[Activity] Transcribe the lines below exactly. No image belongs in the transcription.

[Data items]
----
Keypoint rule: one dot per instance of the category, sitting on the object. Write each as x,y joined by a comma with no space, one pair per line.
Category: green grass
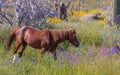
91,36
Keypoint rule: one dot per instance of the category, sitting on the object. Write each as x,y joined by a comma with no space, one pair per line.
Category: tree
116,12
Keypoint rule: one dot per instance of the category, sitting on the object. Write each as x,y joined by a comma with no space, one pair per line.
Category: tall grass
90,62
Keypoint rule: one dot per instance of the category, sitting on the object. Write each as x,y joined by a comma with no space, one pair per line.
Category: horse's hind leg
15,51
54,53
24,44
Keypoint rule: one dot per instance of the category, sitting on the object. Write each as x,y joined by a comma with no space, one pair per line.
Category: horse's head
73,38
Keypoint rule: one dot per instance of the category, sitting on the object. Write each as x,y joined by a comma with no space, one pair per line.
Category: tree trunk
117,12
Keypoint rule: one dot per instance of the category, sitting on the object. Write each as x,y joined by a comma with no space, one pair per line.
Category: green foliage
90,62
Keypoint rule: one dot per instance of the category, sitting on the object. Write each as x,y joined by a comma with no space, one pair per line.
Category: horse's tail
11,39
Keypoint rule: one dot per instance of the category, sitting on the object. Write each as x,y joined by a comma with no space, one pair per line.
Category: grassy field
84,60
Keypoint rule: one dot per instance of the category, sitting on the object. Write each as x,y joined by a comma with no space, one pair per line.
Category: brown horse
46,40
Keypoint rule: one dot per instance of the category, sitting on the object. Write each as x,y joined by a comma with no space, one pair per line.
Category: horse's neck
63,36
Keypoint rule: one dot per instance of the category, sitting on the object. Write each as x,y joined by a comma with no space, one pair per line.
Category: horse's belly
34,44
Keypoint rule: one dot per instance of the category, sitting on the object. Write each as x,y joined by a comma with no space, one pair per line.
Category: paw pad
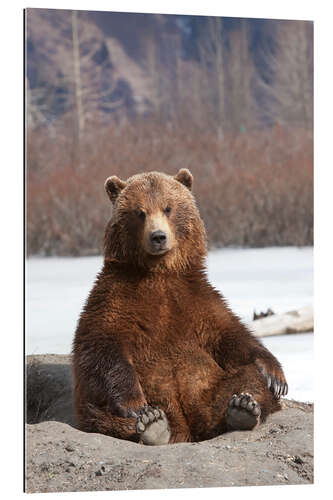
243,412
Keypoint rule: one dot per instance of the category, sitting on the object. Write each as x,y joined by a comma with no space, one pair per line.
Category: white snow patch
279,278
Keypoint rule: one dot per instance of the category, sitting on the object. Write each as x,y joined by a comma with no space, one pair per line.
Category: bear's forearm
109,375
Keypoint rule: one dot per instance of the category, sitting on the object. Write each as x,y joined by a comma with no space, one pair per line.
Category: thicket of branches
244,132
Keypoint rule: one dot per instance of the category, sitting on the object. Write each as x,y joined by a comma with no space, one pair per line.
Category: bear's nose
158,237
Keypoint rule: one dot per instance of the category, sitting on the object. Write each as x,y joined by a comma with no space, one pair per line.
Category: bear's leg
215,401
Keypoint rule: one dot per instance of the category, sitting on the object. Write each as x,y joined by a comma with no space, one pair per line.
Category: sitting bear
158,356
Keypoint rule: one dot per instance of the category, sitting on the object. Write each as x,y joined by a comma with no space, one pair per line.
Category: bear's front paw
152,426
243,412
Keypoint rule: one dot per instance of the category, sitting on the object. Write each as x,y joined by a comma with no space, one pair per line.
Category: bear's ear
113,185
185,177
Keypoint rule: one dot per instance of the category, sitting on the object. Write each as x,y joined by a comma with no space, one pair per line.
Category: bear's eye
140,213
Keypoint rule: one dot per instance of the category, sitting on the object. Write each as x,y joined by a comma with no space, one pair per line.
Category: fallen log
298,321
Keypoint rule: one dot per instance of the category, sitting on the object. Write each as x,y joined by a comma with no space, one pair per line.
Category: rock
277,452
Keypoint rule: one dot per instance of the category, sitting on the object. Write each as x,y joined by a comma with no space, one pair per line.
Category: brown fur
154,331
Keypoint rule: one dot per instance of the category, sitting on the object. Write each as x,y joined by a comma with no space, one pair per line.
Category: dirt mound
61,458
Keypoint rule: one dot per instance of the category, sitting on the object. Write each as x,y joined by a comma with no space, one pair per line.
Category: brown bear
158,356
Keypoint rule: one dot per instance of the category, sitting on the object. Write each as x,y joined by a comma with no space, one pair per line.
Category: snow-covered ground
279,278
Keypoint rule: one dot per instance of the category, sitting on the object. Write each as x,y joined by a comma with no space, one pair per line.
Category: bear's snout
158,239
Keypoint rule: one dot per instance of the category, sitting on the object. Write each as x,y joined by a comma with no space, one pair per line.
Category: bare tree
242,106
291,64
211,49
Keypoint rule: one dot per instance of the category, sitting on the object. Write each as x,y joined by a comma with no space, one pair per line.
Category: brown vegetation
253,189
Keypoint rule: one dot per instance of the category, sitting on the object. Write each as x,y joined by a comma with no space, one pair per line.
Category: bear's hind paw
243,412
152,426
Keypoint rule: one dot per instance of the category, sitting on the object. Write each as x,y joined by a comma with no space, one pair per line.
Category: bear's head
155,222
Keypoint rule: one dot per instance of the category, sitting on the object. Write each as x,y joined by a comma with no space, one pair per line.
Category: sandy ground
61,458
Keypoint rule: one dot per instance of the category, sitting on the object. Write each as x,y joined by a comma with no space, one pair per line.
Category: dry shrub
253,189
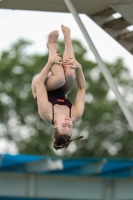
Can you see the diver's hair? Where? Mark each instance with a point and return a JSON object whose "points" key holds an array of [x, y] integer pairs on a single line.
{"points": [[62, 141]]}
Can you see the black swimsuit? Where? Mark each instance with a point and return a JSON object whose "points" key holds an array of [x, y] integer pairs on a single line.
{"points": [[58, 97]]}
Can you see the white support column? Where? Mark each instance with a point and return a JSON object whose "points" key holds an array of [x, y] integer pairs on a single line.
{"points": [[105, 71], [125, 9]]}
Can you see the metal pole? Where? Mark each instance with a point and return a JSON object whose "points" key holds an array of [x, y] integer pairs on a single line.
{"points": [[105, 71]]}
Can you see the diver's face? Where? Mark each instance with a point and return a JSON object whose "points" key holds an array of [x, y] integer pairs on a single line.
{"points": [[64, 126]]}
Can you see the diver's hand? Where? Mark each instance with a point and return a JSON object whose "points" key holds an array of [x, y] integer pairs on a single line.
{"points": [[74, 64]]}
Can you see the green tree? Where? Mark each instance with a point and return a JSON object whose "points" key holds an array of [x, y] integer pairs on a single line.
{"points": [[103, 125]]}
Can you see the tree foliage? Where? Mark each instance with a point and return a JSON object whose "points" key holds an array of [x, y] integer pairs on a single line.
{"points": [[103, 125]]}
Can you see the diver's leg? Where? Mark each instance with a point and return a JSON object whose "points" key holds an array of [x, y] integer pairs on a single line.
{"points": [[68, 55], [56, 78]]}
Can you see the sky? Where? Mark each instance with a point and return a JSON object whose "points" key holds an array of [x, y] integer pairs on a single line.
{"points": [[35, 26]]}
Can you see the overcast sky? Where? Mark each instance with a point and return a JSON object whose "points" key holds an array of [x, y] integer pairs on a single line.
{"points": [[35, 26]]}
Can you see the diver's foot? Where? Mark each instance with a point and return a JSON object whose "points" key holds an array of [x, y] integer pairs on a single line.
{"points": [[66, 32], [52, 38]]}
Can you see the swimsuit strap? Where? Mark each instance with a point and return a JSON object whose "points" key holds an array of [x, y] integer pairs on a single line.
{"points": [[53, 114]]}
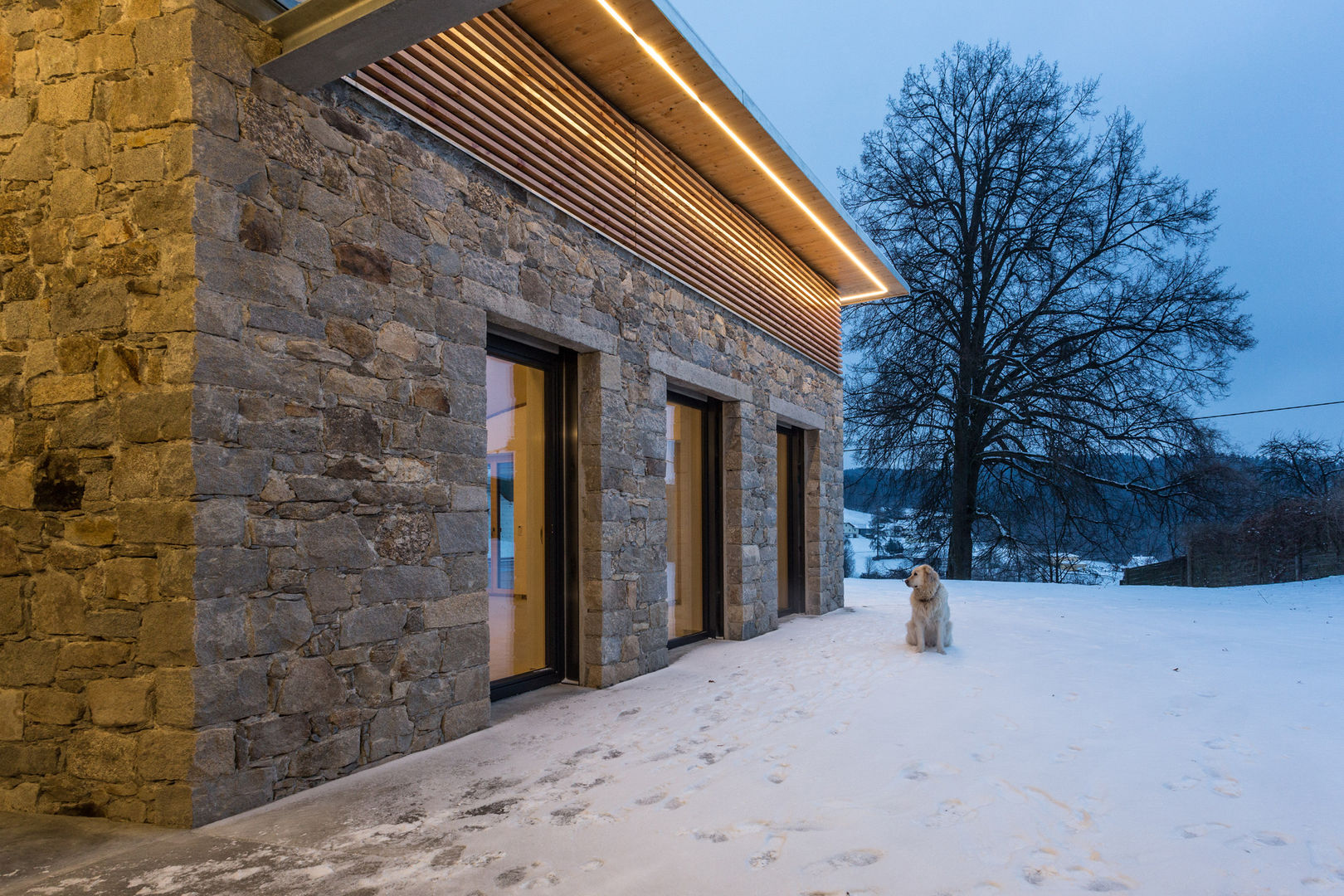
----
[Answer section]
Keypoint rule: one dot per instance of the category, sitting on the object. Write each as x,y joined by a comma with no space, one pair per line.
Category: green grass
91,36
Keypoint rule: one dot per instance of the category, sitting on the object. Write each as x,y joined by a comma with no space, one pair per line.
Category: tree
116,12
Keypoint rule: one dot per instance of the category, sitting on the object. Write each as x,y joined by a comma with no space, one pair per line.
Category: tall grass
90,62
Keypoint rule: one dot per instance of the category, sitting on the object. Write each as x,y joined by a comma with no space, one pair per line.
Category: horse's hind leg
15,51
54,53
24,44
Keypoint rule: one dot per instance of the category, sitting on the object. Write each as x,y joined by a comma with no space, one pair per line.
Category: horse's head
73,38
Keypoint rule: one dot per instance of the category, sitting on the object. Write each as x,y joined by a comma with no space, one pair per line.
Category: tree trunk
117,12
Keypoint rule: one dot per instance of the category, sitting on the object. Write each as x,y joined by a comma with no space, one pair per line.
Category: green foliage
90,62
Keypoint rule: one dot per instance of the category, sitting on the object. Write each as x,y joined by a comma with no space, one pair per line.
Category: horse's tail
11,39
Keypoint rule: one dot per instance of the category, sitting on the object. Write each as x,y joined by a comma with no space, one pair per line.
Category: grassy field
84,60
Keypoint rule: one dot per instance of the category, sitting on the object. Write each as x,y joined by a comma with no space, one pair per line.
Category: brown horse
46,40
Keypoint rule: one dot per instance of the category, sitting on the object. Write each as x,y joined by a comma with no space, one pair per line.
Category: horse's neck
63,36
Keypoint rule: one dot per instance of the category, sitting on the object. Write each as x,y joined by a comma with no space, one pair per line.
Category: horse's belly
34,44
Keypoint rule: one dot per instance of the category, sitting on the object. Write each as x,y joined by a comma with no space, one pair per line.
Category: paw pad
243,412
Keypoint rule: one dot per instance of the category, sitting on the object. Write each as x,y joined by a comma with no space, one pair per line.
Category: white snow patch
279,278
Keypoint rule: one dot per instance of the category, sitting on the object. Write each as x,y joined by a comma with no space, one pair per line.
Category: bear's forearm
109,375
Keypoint rule: one dot per instance of the category, sitting on the object. Write each as x,y joined by a comma with no space, one pair per line.
Category: thicket of branches
244,132
Keypoint rule: one dot per instance of the category, sitting on the object. Write each as x,y joined by a comma with no space, one pair per line.
Category: bear's nose
158,237
Keypoint rule: one dot per instance of the category, sitting on the object. Write each as x,y joined by a comma with no space, one pair per line.
Category: bear's leg
215,401
Keypoint rule: one dot per instance of the category, sitting on the object. Write each as x,y joined by a comma with no space, one pair per line.
Category: sitting bear
158,356
Keypoint rule: one dot per instance of the category, sitting on the object. Write each as x,y joined by a comma with no space, one pair per line.
Category: bear's front paw
152,426
243,412
Keypoint rule: one dot per instance of the category, sitting on the object. Write each as x,y joined by a comma with no space, one pair per line.
Category: bear's ear
113,185
185,177
Keypoint rule: one dot per instance of the category, sitting on the object. Write each as x,y joined by a comma with no space, one pair per line.
Category: bear's eye
140,213
Keypoint rule: one dot per instance of the category, sitting on the object. Write each as x,y joined by a comma with no space, one pair per line.
Category: fallen log
298,321
Keypoint rule: one dot per instance of the category, sitting on the object. Write each as x,y joined by a comma with no space, one pair per line.
Category: rock
277,452
Keypoint rule: one dot per instance of the category, sitting on the object. Write each as x,y joined by a comma with no space, one pair per line.
Category: brown fur
154,331
Keypoint rule: one dot per instance of the category, sitting on the object. Write each as x,y joined by a comma with no space, one pair per line.
Category: dirt mound
61,458
Keypoint rule: one dot per instance of the category, sitting on the object. Write each as x,y joined by a comma with no space, one pair per line.
Category: brown bear
158,356
Keypoint rule: one dot per instance of the category, sitting on the object. Write each as x,y joined by a comma with no space, one pair per line.
Category: snow-covered ground
279,278
Keypoint rule: one dot per instance of the category, sitting on the object. Write each as x,y joined by a comma with no space, one pair per line.
Category: bear's snout
158,239
Keypoint rule: one dot per instance of the category, sitting on the object. Write each as x,y joined by a comma with no space, one pair per line.
Category: bare tree
242,106
291,64
211,49
Keypoint rule: one dot per instance of the category, sitting on the object. Write each as x,y joined by a comma with no space, one pair per line.
Category: brown vegetation
253,189
Keypoint rule: one dot per instance of the category, sitting on the object. Write each as x,y joined by a comma with no space, one pair per line.
Category: bear's hind paw
243,412
152,426
Keypoint rule: one dot per instance of the category, sitting on the object. Write each as x,y joined by a comma with no space, one pair per line.
Category: bear's head
155,222
Keypoint rule: one dot per instance of the category, sitting on the object. Write each as x,y joined by a comma with no space, one pair per line.
Category: sandy ground
61,458
Keypoint rule: one dot per instance of the category, sitting on the object. Write each as x,y joined by a comma with no space, one pair per line.
Category: dry shrub
253,189
Can you see the diver's hair? Where? Mark each instance with a point and return a JSON object whose "points" key holds an array of [x, y] integer pairs on a single line.
{"points": [[62, 141]]}
Can you see the black swimsuit? Where? Mark each instance with a point and return a JSON object whose "points" key holds an array of [x, y] integer pairs on a single line.
{"points": [[58, 97]]}
Can you see the white support column? Where? Mark each instance with a point and return a JSON object whose "points" key holds an array of [x, y] integer pairs on a single line.
{"points": [[105, 71], [125, 9]]}
Can you see the metal pole? Where? Mark each instance with a point and return a JSON object whose "points" key holds an array of [x, y] integer pairs on a single line.
{"points": [[105, 71]]}
Can you see the diver's face? Where? Mark each instance with a point and return a JSON object whose "points" key holds an array of [x, y] integer pairs on a single line.
{"points": [[64, 126]]}
Can you see the diver's hand? Where? Mark each instance with a point and return a JSON object whose "points" key holds an array of [x, y] integer pairs on a single line.
{"points": [[74, 64]]}
Can you see the green tree? Where? Mark each instance with a point and return a JSON object whose "points" key holds an array of [x, y] integer pairs on a single line.
{"points": [[103, 125]]}
Can you see the tree foliage? Where? Mark each instance with a point and return a JSON object whose "points" key holds an array of [x, y] integer pairs on a single line.
{"points": [[103, 125]]}
Can you see the diver's leg? Where? Mark each instance with a point and return a JSON object whose "points" key holds an array of [x, y] integer pairs on a single line.
{"points": [[68, 55], [56, 78]]}
Can you see the sky? Where? Mark each instance with a point and return a JSON object whose "points" key holds an array of [x, y] integer pairs on a single line.
{"points": [[35, 26]]}
Can you see the overcast sky? Where? Mark each instance with a point and return a JSON object whose "points" key holds an array of [x, y] integer pairs on a single line.
{"points": [[35, 26]]}
Can you see the diver's foot? Where? Mark each instance with a point and return a JSON object whose "points" key holds an array of [x, y] integer pairs on a single line.
{"points": [[66, 32], [52, 38]]}
Can you see the swimsuit strap? Where? Mark each instance with a point and return a JSON object whose "points" key holds an array of [x, y] integer pairs on a single line.
{"points": [[53, 114]]}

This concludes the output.